So what's different between mine and his? Mainly, two things:
- the diameter of the ducts & flanges - he went with 3" and I went with 2.5" for easier routing
- the routing - his come out in the bottom pan (easier install) and mine come out higher through the fender liner (allegedly better flow direction).
Here is my materials list:
4 x 2.5" aluminum flanges
18" x 2.5" reinforced hi-temp silicone hose
4 x 2.5" aircraft quality stainless steel continuous hose clamps
6 x 6mm BMW OEM screws with integrated flanges
6 x OEM BMW threaded clips
6 x nylon screws/nuts license-plate style
1 x discarded piece of fender liner, manufacturer unknown
1 x tube of hi-temp RTV gasket silicone (or any other automotive-rated silicone)
1 x can of Rustoleum Metal primer (flat grey)
1 x can of Rustoleum rubberized underbody black paint/sealant
1 x roll of aluminized thermal wrapping tape
Give or take, around $100 in materials. If anybody else is interested I can post links for easy purchase of some of these specialized materials - the rest can be easily sourced at Home Depot and any local auto parts store.
The main steps involved were:
1. Removing fuzzy material undertray pieces (one big center piece and 2 end pieces).
2. Cutting holes into the main tray, notching the end pieces.
3. Cutting 2 of the aluminum flanges to fit the front of the car and painting them.
4. Hammering the 2 remaining flanges to achieve a curved flange surface.
5. Creating templates for these curved flanges, to aid in fender liner trimming.
6. Trimming the fender liner.
7. Installing the painted flanges at the front.

SET TASKS:
A: Repeat the passage of the duct build write-up from "1 x can of Rustoleum Metal" through "fender liner trimming.".
B: Decide whether each statement agrees with the duct build write-up, giving yes or no and quoting the words of the write-up that settle it: (i) The other builder used 3" ducts and flanges. (ii) The writer's ducts come out in the bottom pan. (iii) The materials cost about $100.
C: Write the next part of the duct build write-up, starting after its last listed step.
The records have no connection to the duct build write-up.

(Rows from a dataset for labeling boxes)
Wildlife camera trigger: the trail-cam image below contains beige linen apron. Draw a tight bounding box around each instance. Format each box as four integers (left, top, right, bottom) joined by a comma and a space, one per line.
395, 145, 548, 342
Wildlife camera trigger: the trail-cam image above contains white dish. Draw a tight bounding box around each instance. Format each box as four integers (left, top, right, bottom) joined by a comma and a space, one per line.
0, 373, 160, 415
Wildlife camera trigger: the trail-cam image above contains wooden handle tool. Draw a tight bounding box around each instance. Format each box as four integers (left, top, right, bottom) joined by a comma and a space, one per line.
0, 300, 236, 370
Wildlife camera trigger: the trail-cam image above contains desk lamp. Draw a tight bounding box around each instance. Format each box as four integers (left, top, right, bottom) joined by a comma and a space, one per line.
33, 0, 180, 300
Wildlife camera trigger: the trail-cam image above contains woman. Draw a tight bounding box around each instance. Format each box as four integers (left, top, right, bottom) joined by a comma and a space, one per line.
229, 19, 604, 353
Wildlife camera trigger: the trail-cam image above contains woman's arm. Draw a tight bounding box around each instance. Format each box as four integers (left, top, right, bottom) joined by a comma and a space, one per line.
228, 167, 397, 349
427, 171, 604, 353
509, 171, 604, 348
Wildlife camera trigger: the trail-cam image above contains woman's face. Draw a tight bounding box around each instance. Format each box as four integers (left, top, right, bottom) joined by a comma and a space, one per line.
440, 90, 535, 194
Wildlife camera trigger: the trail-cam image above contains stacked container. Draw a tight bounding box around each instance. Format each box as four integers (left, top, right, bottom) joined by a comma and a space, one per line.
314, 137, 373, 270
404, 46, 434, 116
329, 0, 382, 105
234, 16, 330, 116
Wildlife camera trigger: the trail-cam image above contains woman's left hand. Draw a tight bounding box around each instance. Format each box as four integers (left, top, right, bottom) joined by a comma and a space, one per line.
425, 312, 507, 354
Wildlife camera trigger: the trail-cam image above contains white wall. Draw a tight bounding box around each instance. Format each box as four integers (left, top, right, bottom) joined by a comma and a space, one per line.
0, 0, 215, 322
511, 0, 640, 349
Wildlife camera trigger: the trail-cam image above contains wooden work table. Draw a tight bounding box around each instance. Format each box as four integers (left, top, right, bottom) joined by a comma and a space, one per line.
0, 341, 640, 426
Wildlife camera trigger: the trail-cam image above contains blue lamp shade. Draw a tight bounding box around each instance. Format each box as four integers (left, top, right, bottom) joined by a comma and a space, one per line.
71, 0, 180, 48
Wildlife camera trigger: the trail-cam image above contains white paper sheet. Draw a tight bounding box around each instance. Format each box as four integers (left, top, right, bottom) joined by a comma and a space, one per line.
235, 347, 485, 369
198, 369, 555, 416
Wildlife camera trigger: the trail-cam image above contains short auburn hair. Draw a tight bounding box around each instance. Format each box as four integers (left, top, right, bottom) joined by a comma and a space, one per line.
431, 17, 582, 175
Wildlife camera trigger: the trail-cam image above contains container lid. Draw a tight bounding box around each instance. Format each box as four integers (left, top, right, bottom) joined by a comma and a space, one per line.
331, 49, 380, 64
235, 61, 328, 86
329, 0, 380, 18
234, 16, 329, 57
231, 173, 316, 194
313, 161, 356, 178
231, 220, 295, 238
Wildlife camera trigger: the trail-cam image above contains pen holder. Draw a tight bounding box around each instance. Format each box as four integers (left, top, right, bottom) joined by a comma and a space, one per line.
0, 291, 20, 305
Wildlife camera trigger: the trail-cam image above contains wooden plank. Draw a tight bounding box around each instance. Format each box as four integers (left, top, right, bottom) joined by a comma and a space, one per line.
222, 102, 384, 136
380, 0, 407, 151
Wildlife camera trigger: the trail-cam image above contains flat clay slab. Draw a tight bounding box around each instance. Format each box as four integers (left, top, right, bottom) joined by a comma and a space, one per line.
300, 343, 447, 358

RESULTS FOR THE EXERCISE:
A:
1 x can of Rustoleum Metal primer (flat grey)
1 x can of Rustoleum rubberized underbody black paint/sealant
1 x roll of aluminized thermal wrapping tape
Give or take, around $100 in materials. If anybody else is interested I can post links for easy purchase of some of these specialized materials - the rest can be easily sourced at Home Depot and any local auto parts store.
The main steps involved were:
1. Removing fuzzy material undertray pieces (one big center piece and 2 end pieces).
2. Cutting holes into the main tray, notching the end pieces.
3. Cutting 2 of the aluminum flanges to fit the front of the car and painting them.
4. Hammering the 2 remaining flanges to achieve a curved flange surface.
5. Creating templates for these curved flanges, to aid in fender liner trimming.

B: (i) Yes: "he went with 3"". (ii) No: "mine come out higher through the fender liner". (iii) Yes: "Give or take, around $100 in materials."

C:
8. Cutting and Installing the silicone duct to the front and rear flanges.
9. Thermal-wrapping the ends of the oil cooler hoses, wrapping bowden cables in electrical tape.
10. Installing the underbody panel and fastening the fender flanges.
11. Sealing fender flange gaps, if any.
12. Going faster and faster without any brake fade - hopefully.
Here we go...
Pic 1 - remove the hex head (6mm) screws around the bottom line of the fender liner.
Pic 2 - remove the 10mm bolts at the trailing endge of the undertray.
NOTE - do not attempt to remove the SS nuts (2 on each side) that hold the bowden cable inside.
Pic 3 - Undertray removed, this is the proposed path of the duct.
Pic 4 - First hole cut (messed up one of the screw holes).
Pic 5 - Second hole cut - the mangled bowden cable courtesy of my hurried attempt at removing the undertray.
Pic 6 - View from the other side - notice how close it is to the hump profile of the undertray
Pic 7 - Passenger side flange cut and drilled, fits pretty good.
Pic 7 - Driver side flange, just flip the cutting template. (Don't worry about the cable, I replaced it).
Pic 8 - View from the inside of the tray.
Pic 9 - Finished flanges (polished/sanded, primed followed by rubberized paint).
Pic 1 - The other set of flanges, drilled and hammered to an approximate curvature. Plastic donuts are cut from the old piece of fender liner. In my original plan, the alu flange would sit behind the fender liner and the plastic donut in front of it, for reinforcement (like an outside plastic flange). The reality was that the screws were too short to penetrate all the materials, so I ended up not installing the plastic donuts.
Pic 2 - Different view of the hammered flanges with threaded clips attached. They don't have to be pretty, since they will reside behind the fender liner (but sure would be nice though).
Pic 3 - Front flange installed.
Pic 4 - This is what I used for fasteners at the front (light weight, non-corrosive, sufficient strength and built-in anti-vibration). Get yours at Autozone or similar.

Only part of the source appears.